Reproduce all of the records exactly.

▼▼▼

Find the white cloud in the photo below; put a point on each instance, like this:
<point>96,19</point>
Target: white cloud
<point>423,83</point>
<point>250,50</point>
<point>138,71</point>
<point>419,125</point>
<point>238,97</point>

▲▲▲

→ SOLVED EXERCISE:
Find the white cloud in the photo below; put a point on each instance, like this:
<point>96,19</point>
Target: white cloud
<point>423,83</point>
<point>250,50</point>
<point>138,71</point>
<point>419,125</point>
<point>238,97</point>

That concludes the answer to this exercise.